§ **EXERCISE TASK 1**: In the records below, reproduce word for word every line from the one containing "Objective — pinpoint the green" up to and including the one containing "[788,661,1024,896]".

§ **SOURCE DOCUMENT**:
============================================================
Pudding Lane is a small street in London, widely known as the location of Thomas Farriner's bakery, where the Great Fire of London started in 1666. It runs between Eastcheap and Thames Street in the historic City of London, and intersects Monument Street, the site of Christopher Wren's Monument to the Great Fire. 

Farriner's bakery stood immediately opposite the Monument, on the eastern side of Pudding Lane. The site was paved over when Monument Street was built in 1886–87, but is marked by a plaque on the wall of nearby Farynors House, placed there by the Bakers' Company in 1986.

Pudding Lane was given its name by the butchers of Eastcheap Market, who used it to transport "pudding" or offal down to the river to be taken away by waste barges. There was a wharf at its lower end called Rothersgate (from the "rothers" or cattle that were landed there), and it was also known as Rother Lane. Another name for it was Red Rose Lane, from a shop sign that once hung in it.
============================================================
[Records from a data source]
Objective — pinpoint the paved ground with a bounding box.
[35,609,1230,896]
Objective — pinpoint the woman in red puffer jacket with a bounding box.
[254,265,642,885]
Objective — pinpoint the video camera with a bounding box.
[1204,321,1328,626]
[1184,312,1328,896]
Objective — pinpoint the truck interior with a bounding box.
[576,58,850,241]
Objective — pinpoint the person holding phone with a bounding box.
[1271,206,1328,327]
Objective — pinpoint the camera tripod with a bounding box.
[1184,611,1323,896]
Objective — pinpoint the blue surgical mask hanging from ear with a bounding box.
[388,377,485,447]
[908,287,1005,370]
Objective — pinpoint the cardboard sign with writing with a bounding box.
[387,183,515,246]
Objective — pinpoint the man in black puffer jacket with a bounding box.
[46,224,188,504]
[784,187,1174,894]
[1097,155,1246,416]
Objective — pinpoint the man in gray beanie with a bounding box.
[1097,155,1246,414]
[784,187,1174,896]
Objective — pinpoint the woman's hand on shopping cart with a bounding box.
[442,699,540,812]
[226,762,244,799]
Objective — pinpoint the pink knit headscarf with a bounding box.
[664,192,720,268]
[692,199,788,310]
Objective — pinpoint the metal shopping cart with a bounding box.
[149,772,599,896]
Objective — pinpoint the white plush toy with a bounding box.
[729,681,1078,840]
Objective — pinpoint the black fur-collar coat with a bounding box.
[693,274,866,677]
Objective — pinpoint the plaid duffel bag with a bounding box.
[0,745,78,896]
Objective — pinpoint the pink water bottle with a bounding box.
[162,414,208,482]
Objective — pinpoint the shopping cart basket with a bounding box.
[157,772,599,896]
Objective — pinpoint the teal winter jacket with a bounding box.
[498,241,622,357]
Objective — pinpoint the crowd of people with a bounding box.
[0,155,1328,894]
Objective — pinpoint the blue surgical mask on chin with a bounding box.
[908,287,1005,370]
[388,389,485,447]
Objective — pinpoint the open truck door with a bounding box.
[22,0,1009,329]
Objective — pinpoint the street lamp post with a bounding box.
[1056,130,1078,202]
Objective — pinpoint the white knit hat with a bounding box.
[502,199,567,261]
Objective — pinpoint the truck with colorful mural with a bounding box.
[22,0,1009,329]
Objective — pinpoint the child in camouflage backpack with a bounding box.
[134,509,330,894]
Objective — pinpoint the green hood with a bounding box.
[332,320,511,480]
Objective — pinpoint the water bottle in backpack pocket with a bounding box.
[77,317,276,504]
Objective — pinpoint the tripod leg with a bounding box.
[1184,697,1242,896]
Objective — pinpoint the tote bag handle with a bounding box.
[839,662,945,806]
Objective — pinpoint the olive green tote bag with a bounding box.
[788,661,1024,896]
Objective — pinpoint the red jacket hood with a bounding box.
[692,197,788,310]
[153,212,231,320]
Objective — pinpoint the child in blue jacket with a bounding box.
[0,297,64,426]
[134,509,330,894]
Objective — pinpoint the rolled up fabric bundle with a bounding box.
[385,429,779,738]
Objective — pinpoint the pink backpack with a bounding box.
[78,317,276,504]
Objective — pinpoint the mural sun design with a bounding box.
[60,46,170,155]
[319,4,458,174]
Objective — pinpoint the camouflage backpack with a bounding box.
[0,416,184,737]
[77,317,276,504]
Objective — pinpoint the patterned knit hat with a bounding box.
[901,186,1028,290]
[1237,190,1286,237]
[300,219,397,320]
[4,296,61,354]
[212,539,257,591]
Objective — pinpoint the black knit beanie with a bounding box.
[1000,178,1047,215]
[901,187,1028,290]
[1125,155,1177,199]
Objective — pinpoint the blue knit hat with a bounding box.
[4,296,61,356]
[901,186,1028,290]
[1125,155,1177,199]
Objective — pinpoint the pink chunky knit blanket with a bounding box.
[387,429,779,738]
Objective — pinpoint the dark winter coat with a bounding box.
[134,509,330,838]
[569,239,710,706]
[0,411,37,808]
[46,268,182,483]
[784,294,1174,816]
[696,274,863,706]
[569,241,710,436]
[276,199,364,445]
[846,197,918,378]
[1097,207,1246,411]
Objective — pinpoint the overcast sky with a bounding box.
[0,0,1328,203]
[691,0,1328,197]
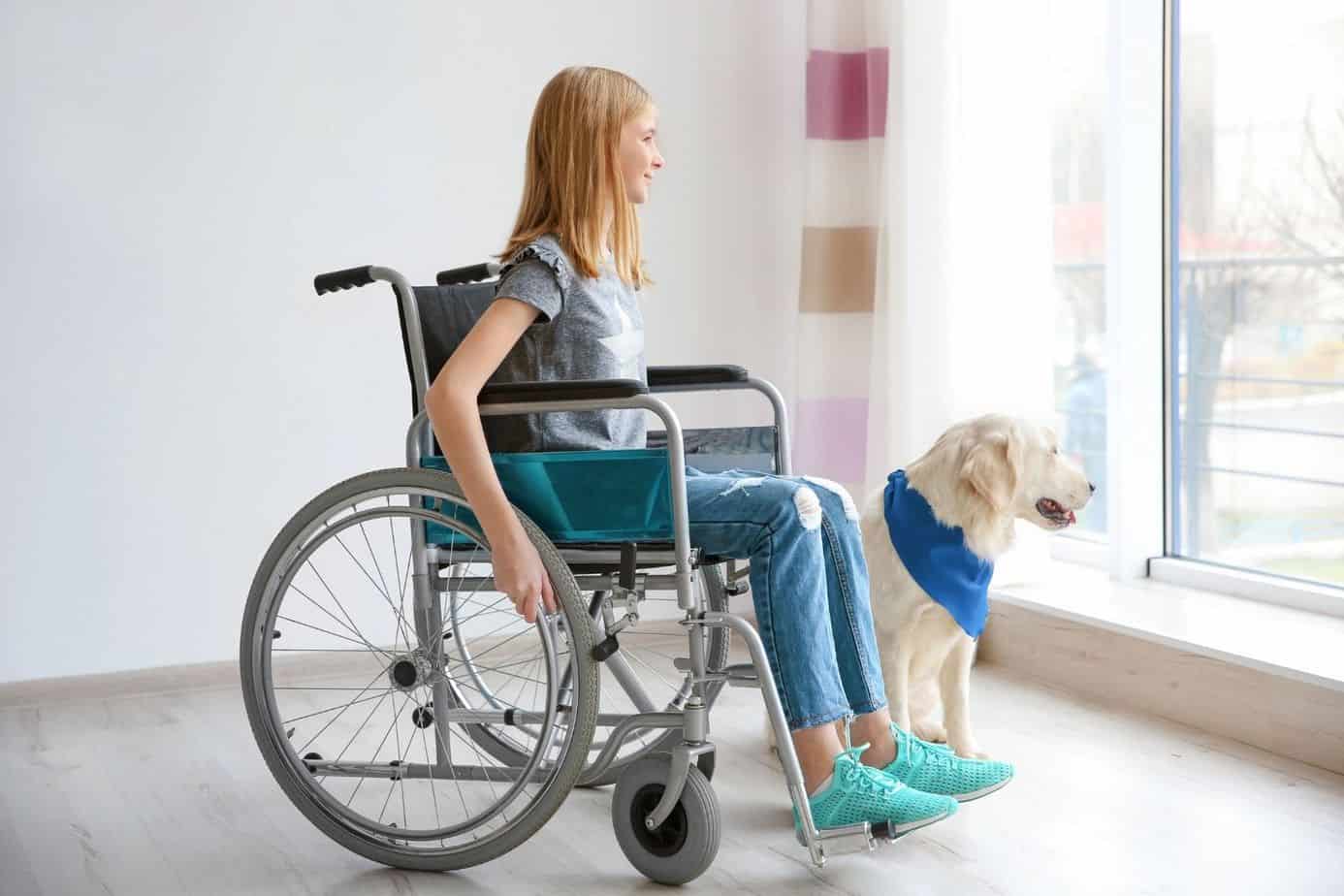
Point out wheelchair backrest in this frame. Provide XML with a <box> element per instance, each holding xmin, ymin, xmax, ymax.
============================================================
§ **EXERCISE TASK 2**: According to the text about Pudding Lane, who gave the street its name?

§ **FULL RESPONSE 1**:
Objective — pinpoint the green hood with a bounding box.
[332,320,511,480]
Objective — pinpoint the water bottle in backpack pocket with a bounding box.
[77,317,276,504]
Objective — pinpoint the tripod leg with a bounding box.
[1184,697,1242,896]
Objective — pinpoint the tote bag handle with a bounding box.
[839,662,945,806]
Objective — pinpoint the olive green tote bag with a bounding box.
[788,661,1024,896]

§ **FULL RESPONSE 2**: The butchers of Eastcheap Market.